** Opening Records for processing block **
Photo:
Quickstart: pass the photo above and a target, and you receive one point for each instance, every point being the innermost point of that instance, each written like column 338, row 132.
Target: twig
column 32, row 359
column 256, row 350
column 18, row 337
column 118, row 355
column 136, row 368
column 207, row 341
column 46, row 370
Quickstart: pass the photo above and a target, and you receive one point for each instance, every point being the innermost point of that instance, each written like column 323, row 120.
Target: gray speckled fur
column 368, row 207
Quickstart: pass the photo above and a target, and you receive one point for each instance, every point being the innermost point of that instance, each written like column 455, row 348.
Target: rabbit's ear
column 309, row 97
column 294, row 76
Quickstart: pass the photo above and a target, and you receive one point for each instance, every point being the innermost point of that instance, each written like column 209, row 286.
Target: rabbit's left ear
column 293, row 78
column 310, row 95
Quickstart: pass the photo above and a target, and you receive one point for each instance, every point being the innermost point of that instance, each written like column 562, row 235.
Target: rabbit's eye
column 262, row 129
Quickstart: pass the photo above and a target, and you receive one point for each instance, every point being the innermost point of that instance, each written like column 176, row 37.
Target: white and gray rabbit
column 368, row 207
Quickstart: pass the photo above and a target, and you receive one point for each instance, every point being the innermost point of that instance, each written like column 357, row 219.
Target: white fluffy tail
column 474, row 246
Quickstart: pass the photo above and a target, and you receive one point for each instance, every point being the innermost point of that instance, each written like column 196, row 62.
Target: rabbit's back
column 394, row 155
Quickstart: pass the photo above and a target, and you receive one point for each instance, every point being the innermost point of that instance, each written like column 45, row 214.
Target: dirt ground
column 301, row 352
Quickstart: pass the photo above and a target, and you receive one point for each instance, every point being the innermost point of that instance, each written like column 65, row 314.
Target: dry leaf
** Closing Records for processing block **
**Directions**
In the entries above, restate word for word the lines between the one holding "Target: rabbit's ear" and the one holding "562, row 235.", inclusive, and nothing besides.

**Your response**
Target: rabbit's ear
column 309, row 97
column 294, row 76
Quickstart: pass the photo above and a target, and you receive one point for each instance, every point being the innermost point of that instance, each written like column 209, row 286.
Target: rabbit's left ear
column 293, row 78
column 310, row 95
Quickstart: pass the photo above and a target, and you receive one point for each instance, every point being the innermost point of that instance, each written like column 562, row 235.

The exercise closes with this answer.